-- What to do --
Please copy the rows below, replacing "stone wall" with "brick wall" wherever it occurs and leaving everything else as it is.

-- Excerpted records --

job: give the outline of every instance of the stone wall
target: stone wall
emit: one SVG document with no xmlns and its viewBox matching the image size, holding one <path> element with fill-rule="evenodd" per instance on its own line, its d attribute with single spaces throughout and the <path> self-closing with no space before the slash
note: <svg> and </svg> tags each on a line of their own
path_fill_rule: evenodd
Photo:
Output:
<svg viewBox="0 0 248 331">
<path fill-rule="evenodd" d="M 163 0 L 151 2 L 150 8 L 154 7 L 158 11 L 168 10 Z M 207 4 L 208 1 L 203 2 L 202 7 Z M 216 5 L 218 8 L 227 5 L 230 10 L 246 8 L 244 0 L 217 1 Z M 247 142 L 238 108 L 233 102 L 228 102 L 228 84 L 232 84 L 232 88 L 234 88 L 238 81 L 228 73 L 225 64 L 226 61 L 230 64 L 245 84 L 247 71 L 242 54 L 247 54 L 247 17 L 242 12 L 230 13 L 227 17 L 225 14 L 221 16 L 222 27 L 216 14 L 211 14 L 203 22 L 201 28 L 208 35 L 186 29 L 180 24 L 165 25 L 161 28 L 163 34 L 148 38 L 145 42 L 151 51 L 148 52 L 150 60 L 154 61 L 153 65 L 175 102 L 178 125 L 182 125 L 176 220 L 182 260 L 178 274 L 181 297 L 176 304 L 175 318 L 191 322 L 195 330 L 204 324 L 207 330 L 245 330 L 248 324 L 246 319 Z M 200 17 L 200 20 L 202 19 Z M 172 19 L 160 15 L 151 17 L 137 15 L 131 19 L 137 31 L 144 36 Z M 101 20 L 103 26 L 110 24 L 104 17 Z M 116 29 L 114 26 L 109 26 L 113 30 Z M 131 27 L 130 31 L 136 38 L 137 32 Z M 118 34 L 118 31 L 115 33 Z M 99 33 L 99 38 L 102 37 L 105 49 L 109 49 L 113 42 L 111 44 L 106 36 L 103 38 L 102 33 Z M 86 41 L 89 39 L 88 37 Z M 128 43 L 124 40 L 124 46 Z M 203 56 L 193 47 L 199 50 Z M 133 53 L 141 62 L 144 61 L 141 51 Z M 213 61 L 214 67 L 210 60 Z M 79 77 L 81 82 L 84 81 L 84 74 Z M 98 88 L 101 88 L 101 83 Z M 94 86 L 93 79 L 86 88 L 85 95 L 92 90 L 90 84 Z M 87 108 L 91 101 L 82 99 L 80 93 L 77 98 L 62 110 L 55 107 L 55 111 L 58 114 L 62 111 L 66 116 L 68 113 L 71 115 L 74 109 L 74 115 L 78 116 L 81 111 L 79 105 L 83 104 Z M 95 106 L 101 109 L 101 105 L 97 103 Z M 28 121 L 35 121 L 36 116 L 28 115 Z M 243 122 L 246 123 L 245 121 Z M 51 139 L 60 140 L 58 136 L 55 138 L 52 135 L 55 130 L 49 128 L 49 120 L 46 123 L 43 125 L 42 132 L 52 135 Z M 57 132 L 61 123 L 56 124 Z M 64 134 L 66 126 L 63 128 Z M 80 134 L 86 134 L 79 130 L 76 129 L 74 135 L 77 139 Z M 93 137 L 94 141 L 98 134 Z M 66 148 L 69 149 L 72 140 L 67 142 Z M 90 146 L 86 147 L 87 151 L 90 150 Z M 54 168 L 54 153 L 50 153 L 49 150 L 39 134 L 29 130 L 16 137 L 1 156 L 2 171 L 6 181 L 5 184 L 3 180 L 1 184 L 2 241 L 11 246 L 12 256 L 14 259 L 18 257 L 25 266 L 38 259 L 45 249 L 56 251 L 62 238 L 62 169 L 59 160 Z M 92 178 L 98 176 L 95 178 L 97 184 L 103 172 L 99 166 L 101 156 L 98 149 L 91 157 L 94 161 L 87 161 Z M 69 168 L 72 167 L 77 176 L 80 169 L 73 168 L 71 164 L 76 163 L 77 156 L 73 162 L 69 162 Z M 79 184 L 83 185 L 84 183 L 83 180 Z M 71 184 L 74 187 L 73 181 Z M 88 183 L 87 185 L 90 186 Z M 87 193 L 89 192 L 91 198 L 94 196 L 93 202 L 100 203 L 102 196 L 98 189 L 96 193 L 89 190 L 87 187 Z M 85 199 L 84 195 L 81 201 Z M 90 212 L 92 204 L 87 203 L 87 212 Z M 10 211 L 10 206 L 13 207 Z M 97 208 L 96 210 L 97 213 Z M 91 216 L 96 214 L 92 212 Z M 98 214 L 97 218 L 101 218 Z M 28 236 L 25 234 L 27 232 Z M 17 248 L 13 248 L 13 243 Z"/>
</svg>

-- Exercise solution --
job: give the outline of every instance of the brick wall
target: brick wall
emit: one SVG document with no xmlns and its viewBox matching the image size, holding one <path> element with fill-rule="evenodd" per instance on its own line, its d attribute with single spaces throughout and the <path> self-closing with no space before the slash
note: <svg> and </svg> tags each on a line of their own
path_fill_rule: evenodd
Photo:
Output:
<svg viewBox="0 0 248 331">
<path fill-rule="evenodd" d="M 163 0 L 151 2 L 150 8 L 154 7 L 158 11 L 168 10 Z M 207 4 L 208 1 L 203 2 L 202 7 Z M 216 5 L 218 8 L 227 5 L 230 10 L 246 8 L 244 0 L 217 1 Z M 247 142 L 238 108 L 233 102 L 228 102 L 228 84 L 232 84 L 232 88 L 234 88 L 238 81 L 228 73 L 225 64 L 226 61 L 230 64 L 245 84 L 247 71 L 242 54 L 247 54 L 247 17 L 242 12 L 230 13 L 227 17 L 225 14 L 221 16 L 222 27 L 216 14 L 211 14 L 203 22 L 201 28 L 208 35 L 186 29 L 180 24 L 165 25 L 161 28 L 163 34 L 148 38 L 145 42 L 151 51 L 148 52 L 150 60 L 154 61 L 153 65 L 175 102 L 178 125 L 182 125 L 176 220 L 182 260 L 178 274 L 181 297 L 176 304 L 175 318 L 191 322 L 195 330 L 204 324 L 207 330 L 245 330 L 248 324 L 246 319 Z M 200 17 L 200 20 L 202 19 Z M 172 19 L 160 15 L 151 17 L 137 15 L 131 19 L 137 31 L 144 36 Z M 101 20 L 103 26 L 110 24 L 104 17 Z M 116 29 L 114 26 L 109 26 L 113 30 Z M 131 27 L 130 31 L 136 38 L 137 32 Z M 118 34 L 118 31 L 115 33 Z M 99 33 L 99 38 L 102 37 L 105 49 L 109 49 L 113 42 L 111 44 L 106 36 L 103 38 L 102 33 Z M 86 41 L 89 39 L 88 37 Z M 128 43 L 124 40 L 124 46 Z M 203 56 L 193 47 L 199 50 Z M 133 53 L 141 62 L 144 61 L 141 51 Z M 213 61 L 214 67 L 210 60 Z M 79 77 L 81 82 L 84 81 L 84 74 Z M 98 88 L 101 88 L 101 83 Z M 94 86 L 93 79 L 86 88 L 85 95 L 92 90 L 90 84 Z M 87 108 L 91 101 L 82 99 L 80 93 L 77 98 L 62 110 L 55 107 L 55 111 L 58 114 L 62 111 L 66 116 L 68 113 L 71 115 L 74 109 L 74 115 L 78 116 L 81 111 L 79 105 L 83 104 Z M 95 106 L 101 109 L 101 105 L 97 103 Z M 28 121 L 35 121 L 36 116 L 28 115 Z M 243 122 L 246 123 L 245 121 Z M 51 139 L 60 140 L 58 136 L 55 138 L 52 135 L 55 130 L 49 128 L 49 120 L 46 123 L 43 125 L 42 132 L 52 135 Z M 57 132 L 61 123 L 56 124 Z M 64 134 L 66 126 L 63 128 Z M 80 134 L 86 134 L 79 130 L 76 129 L 74 135 L 77 139 Z M 93 137 L 94 141 L 98 134 Z M 66 148 L 69 149 L 72 140 L 67 142 Z M 90 146 L 86 147 L 87 151 L 90 150 Z M 54 168 L 54 153 L 50 153 L 49 150 L 39 134 L 29 130 L 16 137 L 1 156 L 2 171 L 6 181 L 5 184 L 3 180 L 1 184 L 2 241 L 11 246 L 12 256 L 14 259 L 18 257 L 25 266 L 38 259 L 45 249 L 56 251 L 62 238 L 62 169 L 59 160 Z M 92 178 L 98 176 L 95 178 L 97 184 L 103 172 L 99 166 L 101 156 L 98 149 L 91 157 L 94 161 L 87 161 Z M 69 168 L 72 167 L 77 176 L 80 169 L 73 168 L 71 164 L 76 163 L 77 156 L 73 162 L 69 162 Z M 79 184 L 83 185 L 84 183 L 83 180 Z M 71 184 L 74 187 L 73 181 Z M 88 183 L 87 185 L 90 186 Z M 87 193 L 89 192 L 91 198 L 94 196 L 93 202 L 100 203 L 102 196 L 98 189 L 96 193 L 89 190 L 87 187 Z M 85 199 L 84 195 L 81 201 Z M 90 212 L 92 204 L 87 203 L 87 212 Z M 10 211 L 10 206 L 13 207 Z M 97 208 L 96 210 L 97 213 Z M 91 216 L 96 214 L 92 212 Z M 98 214 L 97 218 L 101 218 Z M 28 236 L 25 234 L 27 232 Z M 17 248 L 13 248 L 13 243 Z"/>
</svg>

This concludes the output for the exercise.